Input records:
* BEGIN *

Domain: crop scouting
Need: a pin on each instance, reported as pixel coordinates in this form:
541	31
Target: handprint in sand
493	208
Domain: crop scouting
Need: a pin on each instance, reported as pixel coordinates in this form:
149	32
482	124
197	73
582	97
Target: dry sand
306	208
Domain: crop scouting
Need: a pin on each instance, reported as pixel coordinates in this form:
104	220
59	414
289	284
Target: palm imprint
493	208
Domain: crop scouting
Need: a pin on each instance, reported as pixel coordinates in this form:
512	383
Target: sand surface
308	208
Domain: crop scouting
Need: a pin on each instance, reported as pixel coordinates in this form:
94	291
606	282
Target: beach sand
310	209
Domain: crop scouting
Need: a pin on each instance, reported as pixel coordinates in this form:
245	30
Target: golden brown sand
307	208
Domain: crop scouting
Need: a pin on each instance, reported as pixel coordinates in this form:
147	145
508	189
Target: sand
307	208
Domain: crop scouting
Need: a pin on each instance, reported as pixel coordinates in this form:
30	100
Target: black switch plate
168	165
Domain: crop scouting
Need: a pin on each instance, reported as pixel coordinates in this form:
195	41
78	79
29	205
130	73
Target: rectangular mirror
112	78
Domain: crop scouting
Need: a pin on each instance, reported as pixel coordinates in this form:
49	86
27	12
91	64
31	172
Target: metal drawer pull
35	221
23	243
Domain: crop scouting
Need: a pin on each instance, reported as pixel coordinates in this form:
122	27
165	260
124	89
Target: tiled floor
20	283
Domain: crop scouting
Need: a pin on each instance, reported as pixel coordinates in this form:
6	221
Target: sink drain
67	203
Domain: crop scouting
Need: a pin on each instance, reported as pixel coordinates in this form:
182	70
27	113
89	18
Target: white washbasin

* END *

Exercise: Could you render every line of the listing above as a JSON list of strings, one string per line, with blank lines left out?

Final answer:
[
  "Domain: crop scouting",
  "Need: a pin on each instance, reported as pixel coordinates in this form:",
  "541\t31",
  "Target: handprint in sand",
  "493\t208",
  "Domain: crop scouting",
  "Need: a pin on each instance, reported as pixel coordinates in this form:",
  "149\t32",
  "482\t124",
  "197\t73",
  "582\t97",
  "Target: dry sand",
  "306\t208",
  "Domain: crop scouting",
  "Need: a pin on each instance, reported as pixel coordinates in this form:",
  "104\t220",
  "59\t414",
  "289\t284",
  "Target: palm imprint",
  "493\t208",
  "Domain: crop scouting",
  "Need: a pin on each instance, reported as pixel coordinates in this form:",
  "512\t383",
  "Target: sand surface",
  "308\t208",
  "Domain: crop scouting",
  "Need: a pin on each instance, reported as pixel coordinates in this form:",
  "94\t291",
  "606\t282",
  "Target: beach sand",
  "310\t209",
  "Domain: crop scouting",
  "Need: a pin on each instance, reported as pixel coordinates in this form:",
  "245\t30",
  "Target: golden brown sand",
  "307\t208",
  "Domain: crop scouting",
  "Need: a pin on each instance, reported as pixel coordinates in this form:",
  "147\t145",
  "508\t189",
  "Target: sand",
  "307\t208",
  "Domain: crop scouting",
  "Need: a pin on each instance, reported as pixel coordinates in this form:",
  "30\t100",
  "Target: black switch plate",
  "168\t165",
  "Domain: crop scouting",
  "Need: a pin on each instance, reported as pixel coordinates in this form:",
  "195\t41",
  "78\t79",
  "29\t205",
  "130\t73",
  "Target: rectangular mirror",
  "112\t78",
  "Domain: crop scouting",
  "Need: a pin on each instance, reported as pixel coordinates in this form:",
  "49\t86",
  "27\t12",
  "91\t64",
  "31\t172",
  "Target: metal drawer pull",
  "35\t221",
  "23\t243",
  "Domain: crop scouting",
  "Need: a pin on each instance, reported as pixel coordinates in this form:",
  "122\t27",
  "165\t260",
  "124\t89",
  "Target: tiled floor",
  "20\t283",
  "Domain: crop scouting",
  "Need: a pin on each instance, reported as pixel coordinates in this form:",
  "6\t221",
  "Target: sink drain",
  "67\t203",
  "Domain: crop scouting",
  "Need: a pin on each instance, reported as pixel coordinates in this form:",
  "182\t70",
  "27\t113",
  "89\t18",
  "Target: white washbasin"
]